### O QUE SE PEDE
1. No texto sobre RPG, quantas pessoas pode haver em uma partida de Live Action?
2. Reproduza nos registros, sem nenhuma alteração, as linhas que começam na que contém "obj: black pen" e vão até a que contém "left=210, top=51, right=373, bottom=110", incluindo as duas.

### TEXTO PARA LEITURA
++++++++++++++++++++

Algumas acepções equivocadas, e às vezes até mesmo preconceituosas, sobre o RPG foram e vêm sendo feitas, e busco, nesse capítulo, comentar algumas delas.
Em primeiro lugar, o RPG não é um vídeo-game e nem se joga no computador. Conforme relatei anteriormente, o jogo é realizado ao redor de uma mesa, mas pode ser no chão, em cima da cama, num carro, em qualquer lugar onde pessoas possam se reunir. Nos primórdios do RPG, como era difícil reunir pessoas interessadas no jogo, muitos jogadores jogavam por correspondência, criando o estilo que se chama play-by-mail, ou jogar-por-carta (PBM). Atualmente, com o advento da internet, o PBM se modernizou e virou play-by-email, jogar-por-email (PBEM) e funciona da mesma forma que os RPG tradicionais, também chamados de RPG de mesa ou tabletop : há um mestre que narra as aventuras e o restante dos jogadores define o que farão a seguir, por carta ou por correio eletrônico.
Outra modalidade que surgiu nos anos 90 com a linha de RPG Storytelling é a que se chama Live Action. Nessa modalidade, ao invés de os jogadores participarem de uma aventura ao redor de uma mesa, eles realmente se vestem conforme seus personagens, e executam as ações, ao invés de descrevê-las, ou seja, ao invés de dizer: “meu personagem vai abrir a porta”, o jogador vai até a porta e abre realmente. O Live Action aproxima-se muito mais do teatro improvisado. As partidas costumam acontecer em casas, sítios, salões ou outros lugares que possam acomodar muitas pessoas, já que, diferentemente do RPG de mesa, onde um bom número de jogadores varia de 4 a 7 pessoas, no Live Action, pode haver até mais de 100 pessoas. A figura do Mestre permanece, porém, não mais contando a história. Depois de atribuir as missões de cada personagem, o Mestre só verifica se há algum problema nas ações dos personagens. As interações são livres, e a intervenção do Mestre só ocorre quando é preciso averiguar algo relacionado às regras ou à história.

++++++++++++++++++++

Registros de anotação de detecção
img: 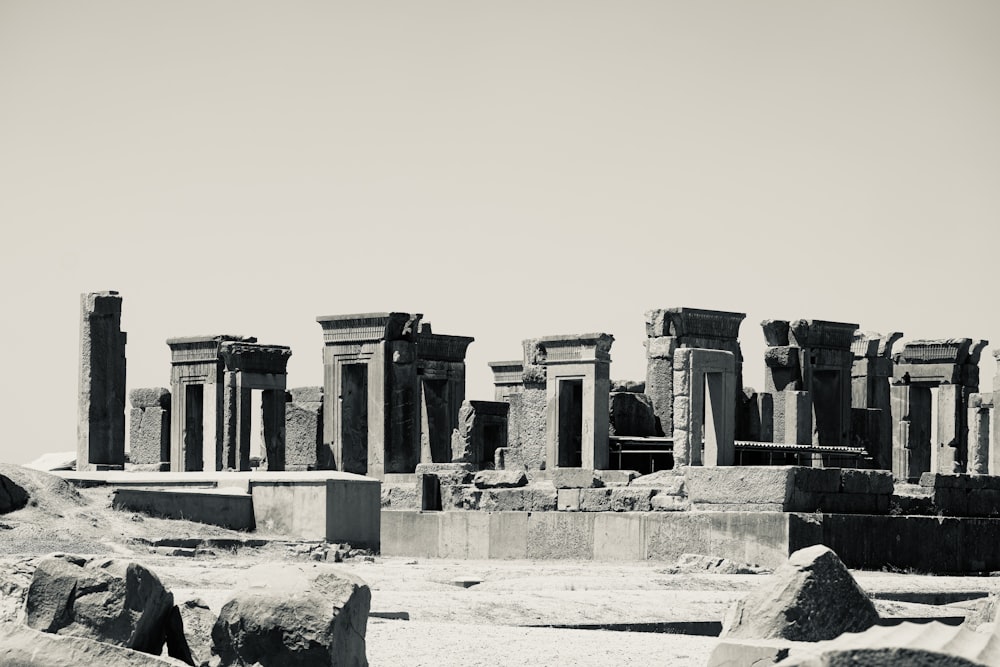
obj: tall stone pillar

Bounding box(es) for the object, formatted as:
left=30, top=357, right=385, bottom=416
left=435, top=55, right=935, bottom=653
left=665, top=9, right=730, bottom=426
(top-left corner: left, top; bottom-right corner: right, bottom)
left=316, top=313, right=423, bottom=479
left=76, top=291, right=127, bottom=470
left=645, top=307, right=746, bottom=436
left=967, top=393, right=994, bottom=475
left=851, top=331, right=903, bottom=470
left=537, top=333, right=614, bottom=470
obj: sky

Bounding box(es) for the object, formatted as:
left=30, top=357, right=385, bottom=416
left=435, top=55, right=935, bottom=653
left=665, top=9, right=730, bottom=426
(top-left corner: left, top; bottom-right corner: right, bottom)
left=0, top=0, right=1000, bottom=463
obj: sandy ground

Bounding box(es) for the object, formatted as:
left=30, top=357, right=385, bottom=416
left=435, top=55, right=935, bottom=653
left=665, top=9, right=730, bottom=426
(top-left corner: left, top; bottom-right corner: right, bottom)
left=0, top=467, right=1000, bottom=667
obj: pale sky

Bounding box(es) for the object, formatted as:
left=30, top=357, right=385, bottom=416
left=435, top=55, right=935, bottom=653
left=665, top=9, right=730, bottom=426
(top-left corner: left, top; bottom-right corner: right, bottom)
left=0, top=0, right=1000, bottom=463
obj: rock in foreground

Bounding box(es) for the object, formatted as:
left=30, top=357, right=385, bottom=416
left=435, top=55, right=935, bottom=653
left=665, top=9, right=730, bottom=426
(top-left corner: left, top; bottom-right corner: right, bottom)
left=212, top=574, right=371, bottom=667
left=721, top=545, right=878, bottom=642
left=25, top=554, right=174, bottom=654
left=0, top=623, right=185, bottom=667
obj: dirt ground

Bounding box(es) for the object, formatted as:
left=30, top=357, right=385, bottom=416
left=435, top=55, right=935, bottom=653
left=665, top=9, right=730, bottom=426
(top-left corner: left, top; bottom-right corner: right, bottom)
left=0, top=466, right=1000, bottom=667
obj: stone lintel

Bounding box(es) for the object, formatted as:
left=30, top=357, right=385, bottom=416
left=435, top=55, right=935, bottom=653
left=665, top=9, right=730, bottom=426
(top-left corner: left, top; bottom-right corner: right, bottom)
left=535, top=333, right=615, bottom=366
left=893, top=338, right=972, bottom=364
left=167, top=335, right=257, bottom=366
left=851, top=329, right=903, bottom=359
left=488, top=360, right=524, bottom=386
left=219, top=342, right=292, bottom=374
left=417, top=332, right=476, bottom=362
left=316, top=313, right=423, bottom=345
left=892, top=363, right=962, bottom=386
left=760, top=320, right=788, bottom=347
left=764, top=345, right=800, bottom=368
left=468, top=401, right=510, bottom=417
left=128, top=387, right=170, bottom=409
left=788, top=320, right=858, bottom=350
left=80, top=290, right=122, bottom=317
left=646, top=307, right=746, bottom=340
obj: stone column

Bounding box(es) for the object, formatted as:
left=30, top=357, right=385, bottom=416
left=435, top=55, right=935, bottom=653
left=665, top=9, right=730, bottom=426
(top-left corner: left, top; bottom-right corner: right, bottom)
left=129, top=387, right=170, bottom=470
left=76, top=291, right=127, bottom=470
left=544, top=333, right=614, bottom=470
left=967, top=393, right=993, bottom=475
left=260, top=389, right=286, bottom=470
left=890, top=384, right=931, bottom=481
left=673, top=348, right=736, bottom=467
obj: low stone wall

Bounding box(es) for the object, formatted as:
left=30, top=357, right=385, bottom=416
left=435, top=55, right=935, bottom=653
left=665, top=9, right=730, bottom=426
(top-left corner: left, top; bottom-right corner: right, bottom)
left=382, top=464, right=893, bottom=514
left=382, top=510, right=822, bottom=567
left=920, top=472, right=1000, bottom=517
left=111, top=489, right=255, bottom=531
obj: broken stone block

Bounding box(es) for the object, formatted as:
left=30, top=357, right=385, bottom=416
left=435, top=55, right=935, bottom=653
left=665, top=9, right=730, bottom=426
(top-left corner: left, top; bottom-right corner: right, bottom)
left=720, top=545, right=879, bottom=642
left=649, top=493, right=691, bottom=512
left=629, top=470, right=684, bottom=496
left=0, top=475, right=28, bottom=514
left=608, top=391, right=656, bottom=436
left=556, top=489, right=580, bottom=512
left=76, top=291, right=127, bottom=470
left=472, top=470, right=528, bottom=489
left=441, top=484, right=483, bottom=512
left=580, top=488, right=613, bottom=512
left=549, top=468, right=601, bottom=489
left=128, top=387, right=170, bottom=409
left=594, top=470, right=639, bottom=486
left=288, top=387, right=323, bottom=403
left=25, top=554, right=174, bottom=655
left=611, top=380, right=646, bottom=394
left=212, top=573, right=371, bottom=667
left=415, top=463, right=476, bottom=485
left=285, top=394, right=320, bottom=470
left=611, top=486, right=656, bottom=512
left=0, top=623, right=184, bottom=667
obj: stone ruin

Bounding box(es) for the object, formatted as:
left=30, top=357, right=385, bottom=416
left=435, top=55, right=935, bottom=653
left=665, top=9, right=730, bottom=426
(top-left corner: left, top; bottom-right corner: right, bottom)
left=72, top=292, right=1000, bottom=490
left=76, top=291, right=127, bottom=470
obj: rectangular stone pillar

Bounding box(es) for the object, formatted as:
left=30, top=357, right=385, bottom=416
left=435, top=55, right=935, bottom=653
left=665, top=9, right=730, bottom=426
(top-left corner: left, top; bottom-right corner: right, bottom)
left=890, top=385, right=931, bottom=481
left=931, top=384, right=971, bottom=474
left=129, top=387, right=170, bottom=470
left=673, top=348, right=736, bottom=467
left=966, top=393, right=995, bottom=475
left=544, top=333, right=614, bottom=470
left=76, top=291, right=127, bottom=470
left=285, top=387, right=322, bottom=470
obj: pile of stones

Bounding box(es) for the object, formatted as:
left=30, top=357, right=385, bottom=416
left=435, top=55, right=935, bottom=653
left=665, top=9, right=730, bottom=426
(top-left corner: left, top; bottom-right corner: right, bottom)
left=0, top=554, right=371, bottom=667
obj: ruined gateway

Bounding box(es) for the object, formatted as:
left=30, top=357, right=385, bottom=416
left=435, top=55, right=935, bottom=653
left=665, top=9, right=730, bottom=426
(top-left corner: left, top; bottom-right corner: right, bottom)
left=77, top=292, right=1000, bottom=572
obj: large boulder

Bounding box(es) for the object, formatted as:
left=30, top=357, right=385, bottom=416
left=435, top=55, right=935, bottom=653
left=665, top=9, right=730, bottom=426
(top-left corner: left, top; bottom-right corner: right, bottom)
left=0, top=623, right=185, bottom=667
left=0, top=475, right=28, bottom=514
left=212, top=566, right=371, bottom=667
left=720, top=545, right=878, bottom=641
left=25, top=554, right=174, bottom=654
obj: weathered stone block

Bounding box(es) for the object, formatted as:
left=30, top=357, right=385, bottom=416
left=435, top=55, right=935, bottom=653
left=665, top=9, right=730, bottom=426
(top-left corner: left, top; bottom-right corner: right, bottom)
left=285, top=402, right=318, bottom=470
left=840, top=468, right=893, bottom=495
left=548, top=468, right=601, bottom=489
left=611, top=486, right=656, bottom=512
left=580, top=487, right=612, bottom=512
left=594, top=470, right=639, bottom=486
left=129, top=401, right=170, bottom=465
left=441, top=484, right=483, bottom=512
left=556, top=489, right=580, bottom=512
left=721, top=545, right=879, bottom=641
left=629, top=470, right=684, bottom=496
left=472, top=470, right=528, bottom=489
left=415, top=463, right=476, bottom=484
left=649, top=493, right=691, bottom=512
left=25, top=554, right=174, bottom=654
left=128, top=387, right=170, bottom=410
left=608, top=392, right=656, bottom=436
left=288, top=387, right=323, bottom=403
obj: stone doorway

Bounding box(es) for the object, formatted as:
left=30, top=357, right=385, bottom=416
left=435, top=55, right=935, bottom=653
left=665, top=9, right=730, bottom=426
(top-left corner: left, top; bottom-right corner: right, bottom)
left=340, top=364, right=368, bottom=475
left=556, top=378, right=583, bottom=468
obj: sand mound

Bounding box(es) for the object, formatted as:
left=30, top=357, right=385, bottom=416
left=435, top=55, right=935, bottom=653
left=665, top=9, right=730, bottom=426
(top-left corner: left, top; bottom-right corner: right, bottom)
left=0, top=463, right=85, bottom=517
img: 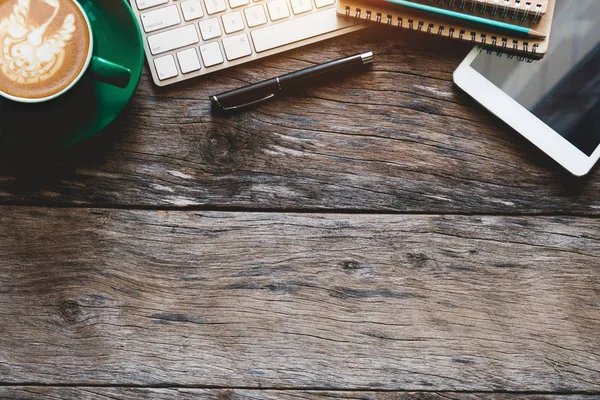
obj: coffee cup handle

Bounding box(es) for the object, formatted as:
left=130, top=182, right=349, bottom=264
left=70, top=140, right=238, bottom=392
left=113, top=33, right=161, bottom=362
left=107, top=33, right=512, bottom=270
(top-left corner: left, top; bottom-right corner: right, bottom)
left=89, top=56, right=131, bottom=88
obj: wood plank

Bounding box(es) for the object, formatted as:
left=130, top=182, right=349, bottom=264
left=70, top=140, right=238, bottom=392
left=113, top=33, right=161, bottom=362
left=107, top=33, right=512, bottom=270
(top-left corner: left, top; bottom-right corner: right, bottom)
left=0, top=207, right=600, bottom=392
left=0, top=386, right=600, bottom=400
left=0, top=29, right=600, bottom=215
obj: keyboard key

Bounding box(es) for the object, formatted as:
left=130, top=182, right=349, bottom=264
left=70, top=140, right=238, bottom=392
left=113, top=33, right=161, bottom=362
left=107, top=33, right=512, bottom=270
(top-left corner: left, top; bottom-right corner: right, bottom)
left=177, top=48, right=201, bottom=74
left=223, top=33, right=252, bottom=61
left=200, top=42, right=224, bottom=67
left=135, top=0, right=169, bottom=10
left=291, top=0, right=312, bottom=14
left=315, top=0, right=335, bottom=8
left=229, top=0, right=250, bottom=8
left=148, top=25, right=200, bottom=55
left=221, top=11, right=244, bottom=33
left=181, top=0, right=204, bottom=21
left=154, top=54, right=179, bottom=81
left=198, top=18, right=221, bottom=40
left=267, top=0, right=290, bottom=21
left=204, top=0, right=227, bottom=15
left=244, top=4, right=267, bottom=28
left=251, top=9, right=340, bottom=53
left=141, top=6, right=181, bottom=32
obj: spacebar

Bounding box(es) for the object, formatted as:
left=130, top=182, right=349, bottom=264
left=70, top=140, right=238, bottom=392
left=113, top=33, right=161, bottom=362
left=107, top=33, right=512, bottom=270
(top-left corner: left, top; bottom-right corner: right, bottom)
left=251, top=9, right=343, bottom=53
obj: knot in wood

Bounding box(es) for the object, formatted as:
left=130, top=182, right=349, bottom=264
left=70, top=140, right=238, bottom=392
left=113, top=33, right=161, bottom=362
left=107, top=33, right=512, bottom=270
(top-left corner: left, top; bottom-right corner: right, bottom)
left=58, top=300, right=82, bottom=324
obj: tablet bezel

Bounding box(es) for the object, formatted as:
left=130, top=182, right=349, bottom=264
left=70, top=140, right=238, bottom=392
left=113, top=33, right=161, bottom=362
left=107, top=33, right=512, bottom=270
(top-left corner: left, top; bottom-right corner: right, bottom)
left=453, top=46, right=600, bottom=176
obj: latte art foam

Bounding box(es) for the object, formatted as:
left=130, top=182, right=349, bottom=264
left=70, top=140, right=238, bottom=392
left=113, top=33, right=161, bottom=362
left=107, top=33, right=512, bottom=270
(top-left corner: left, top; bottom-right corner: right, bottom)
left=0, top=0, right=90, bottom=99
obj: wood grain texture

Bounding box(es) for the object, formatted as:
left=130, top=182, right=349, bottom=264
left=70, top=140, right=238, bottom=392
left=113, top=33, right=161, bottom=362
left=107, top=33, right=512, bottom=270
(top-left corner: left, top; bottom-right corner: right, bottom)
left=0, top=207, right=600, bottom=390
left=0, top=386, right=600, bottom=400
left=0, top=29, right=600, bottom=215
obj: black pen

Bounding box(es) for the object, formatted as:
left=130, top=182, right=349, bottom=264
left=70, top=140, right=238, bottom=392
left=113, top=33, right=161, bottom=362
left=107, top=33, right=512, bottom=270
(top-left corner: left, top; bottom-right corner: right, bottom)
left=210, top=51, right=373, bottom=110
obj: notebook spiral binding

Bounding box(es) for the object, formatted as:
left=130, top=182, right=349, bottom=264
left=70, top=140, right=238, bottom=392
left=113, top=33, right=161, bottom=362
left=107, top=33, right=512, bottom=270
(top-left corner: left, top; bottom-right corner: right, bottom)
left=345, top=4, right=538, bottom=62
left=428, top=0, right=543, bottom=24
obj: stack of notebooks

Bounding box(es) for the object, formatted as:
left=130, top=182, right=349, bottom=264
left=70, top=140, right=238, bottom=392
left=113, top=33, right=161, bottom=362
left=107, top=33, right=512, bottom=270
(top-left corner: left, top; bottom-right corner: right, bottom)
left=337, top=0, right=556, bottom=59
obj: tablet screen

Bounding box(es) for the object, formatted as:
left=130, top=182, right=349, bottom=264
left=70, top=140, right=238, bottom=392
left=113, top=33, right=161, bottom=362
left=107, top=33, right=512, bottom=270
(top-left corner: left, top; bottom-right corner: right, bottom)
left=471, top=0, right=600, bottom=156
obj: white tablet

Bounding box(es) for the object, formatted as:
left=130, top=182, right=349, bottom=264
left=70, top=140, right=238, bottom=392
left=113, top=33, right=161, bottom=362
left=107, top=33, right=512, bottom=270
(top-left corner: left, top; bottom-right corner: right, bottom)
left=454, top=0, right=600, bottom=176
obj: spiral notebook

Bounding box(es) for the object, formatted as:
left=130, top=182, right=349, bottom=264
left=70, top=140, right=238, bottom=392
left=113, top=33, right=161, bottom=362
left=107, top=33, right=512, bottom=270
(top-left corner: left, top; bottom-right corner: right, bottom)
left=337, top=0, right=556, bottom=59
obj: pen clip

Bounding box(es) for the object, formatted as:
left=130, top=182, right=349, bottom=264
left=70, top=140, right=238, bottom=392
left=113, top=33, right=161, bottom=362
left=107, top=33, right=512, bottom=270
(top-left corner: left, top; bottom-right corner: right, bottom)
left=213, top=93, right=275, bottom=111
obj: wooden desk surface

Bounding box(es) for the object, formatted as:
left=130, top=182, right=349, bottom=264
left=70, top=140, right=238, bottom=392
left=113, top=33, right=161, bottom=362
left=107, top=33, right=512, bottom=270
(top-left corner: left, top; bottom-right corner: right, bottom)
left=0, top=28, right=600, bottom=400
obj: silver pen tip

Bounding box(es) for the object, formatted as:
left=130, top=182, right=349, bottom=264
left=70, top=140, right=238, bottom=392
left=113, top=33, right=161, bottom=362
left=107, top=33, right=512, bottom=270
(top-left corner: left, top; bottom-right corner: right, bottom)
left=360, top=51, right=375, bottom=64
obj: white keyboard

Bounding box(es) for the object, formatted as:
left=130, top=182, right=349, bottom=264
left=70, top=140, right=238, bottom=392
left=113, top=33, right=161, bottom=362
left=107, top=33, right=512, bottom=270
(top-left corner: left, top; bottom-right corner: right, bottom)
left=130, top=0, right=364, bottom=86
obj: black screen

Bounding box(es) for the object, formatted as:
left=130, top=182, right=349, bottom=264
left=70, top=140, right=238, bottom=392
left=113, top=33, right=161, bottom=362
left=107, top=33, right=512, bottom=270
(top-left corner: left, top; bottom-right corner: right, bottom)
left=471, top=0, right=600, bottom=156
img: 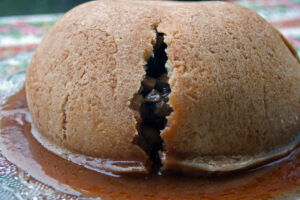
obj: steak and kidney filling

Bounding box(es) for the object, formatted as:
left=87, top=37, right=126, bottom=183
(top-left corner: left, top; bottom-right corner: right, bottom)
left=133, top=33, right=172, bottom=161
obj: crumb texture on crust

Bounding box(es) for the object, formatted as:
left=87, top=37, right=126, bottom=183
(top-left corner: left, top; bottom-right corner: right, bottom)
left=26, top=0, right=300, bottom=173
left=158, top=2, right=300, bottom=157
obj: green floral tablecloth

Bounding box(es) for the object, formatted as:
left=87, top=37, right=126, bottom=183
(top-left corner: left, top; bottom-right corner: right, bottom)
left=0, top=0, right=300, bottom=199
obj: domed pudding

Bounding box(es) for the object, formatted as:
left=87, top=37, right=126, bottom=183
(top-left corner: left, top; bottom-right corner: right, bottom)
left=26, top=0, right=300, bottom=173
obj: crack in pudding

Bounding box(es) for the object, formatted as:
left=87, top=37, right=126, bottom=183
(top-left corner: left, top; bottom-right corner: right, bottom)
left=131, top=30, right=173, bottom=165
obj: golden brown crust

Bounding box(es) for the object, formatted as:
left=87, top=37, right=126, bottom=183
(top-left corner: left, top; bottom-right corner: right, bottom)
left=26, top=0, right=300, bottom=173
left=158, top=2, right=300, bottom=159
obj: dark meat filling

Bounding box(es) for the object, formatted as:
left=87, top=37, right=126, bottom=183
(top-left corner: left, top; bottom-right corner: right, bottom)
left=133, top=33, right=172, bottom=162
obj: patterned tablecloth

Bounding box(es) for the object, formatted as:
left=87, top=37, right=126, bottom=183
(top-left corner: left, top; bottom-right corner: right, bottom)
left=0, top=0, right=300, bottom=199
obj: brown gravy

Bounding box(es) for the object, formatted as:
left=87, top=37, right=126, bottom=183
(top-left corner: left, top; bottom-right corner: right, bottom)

++++++++++++++++++++

### RESULTADOS POR TAREFA
1. Pode haver até mais de 100 pessoas.

2.
obj: black pen

Bounding box(es) for the object, formatted as:
left=130, top=182, right=349, bottom=264
left=70, top=140, right=238, bottom=392
left=113, top=33, right=161, bottom=362
left=107, top=33, right=512, bottom=270
(top-left corner: left, top; bottom-right corner: right, bottom)
left=210, top=51, right=373, bottom=110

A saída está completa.